* _WHAT YOU ARE ASKED TO DO_
Copy out the listing below with "The component shall return" swapped for "The module must return" wherever it occurs, leaving everything else as it is. Leave the pictures out.
---------------
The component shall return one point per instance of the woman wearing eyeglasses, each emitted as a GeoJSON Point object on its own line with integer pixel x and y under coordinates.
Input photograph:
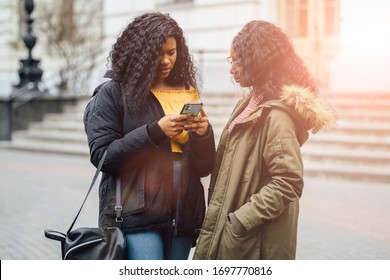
{"type": "Point", "coordinates": [257, 179]}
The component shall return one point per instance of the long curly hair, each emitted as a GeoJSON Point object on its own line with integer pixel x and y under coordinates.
{"type": "Point", "coordinates": [134, 57]}
{"type": "Point", "coordinates": [269, 59]}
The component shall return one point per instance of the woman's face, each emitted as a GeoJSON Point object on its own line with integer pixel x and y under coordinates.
{"type": "Point", "coordinates": [237, 71]}
{"type": "Point", "coordinates": [167, 58]}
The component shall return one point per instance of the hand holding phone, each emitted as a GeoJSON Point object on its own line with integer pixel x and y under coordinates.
{"type": "Point", "coordinates": [192, 108]}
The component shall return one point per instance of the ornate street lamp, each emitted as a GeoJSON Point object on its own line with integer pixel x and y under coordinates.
{"type": "Point", "coordinates": [29, 72]}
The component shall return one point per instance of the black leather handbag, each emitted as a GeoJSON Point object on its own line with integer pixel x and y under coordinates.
{"type": "Point", "coordinates": [86, 243]}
---------------
* _CORRECT RESULT_
The module must return one point per instance of the woman wearing eyeglasses, each emitted as a GeoJSON Point object on its own line with integer pixel x and y under coordinates.
Input photograph:
{"type": "Point", "coordinates": [257, 179]}
The module must return one point per instance of the long curly hair, each emitted as a GeoJSON Point object on its own line with integer pixel x and y under coordinates.
{"type": "Point", "coordinates": [134, 57]}
{"type": "Point", "coordinates": [269, 59]}
The module must return one point per instance of the woman's face, each emitted as a GeoJSON Point object on its own line with integer pixel x and y under coordinates.
{"type": "Point", "coordinates": [237, 71]}
{"type": "Point", "coordinates": [167, 58]}
The module must return one point per instance of the hand holding phone, each emitted as a GeoJSON Point object on its own line with integer pixel x and y under coordinates.
{"type": "Point", "coordinates": [192, 108]}
The module must return one point per instance of the ornate street lamp, each emitted as a GeoJSON Point object on its own line with integer pixel x and y under coordinates.
{"type": "Point", "coordinates": [29, 72]}
The module must return one point per instance of the black leather handbag, each emitted as a GeoJSON Point object on its own line with integer pixel x and y under coordinates.
{"type": "Point", "coordinates": [86, 243]}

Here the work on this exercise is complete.